Dataset items:
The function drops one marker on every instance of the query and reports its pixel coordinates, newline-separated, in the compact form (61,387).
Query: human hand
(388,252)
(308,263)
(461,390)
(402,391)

**To do**
Please transcribe each entry exactly, keeping every word as it is.

**Finished task**
The function drops one marker on every instance of the query and reports its pixel coordinates, newline-separated, in the compact form (61,387).
Query: human hand
(388,252)
(308,263)
(461,390)
(402,391)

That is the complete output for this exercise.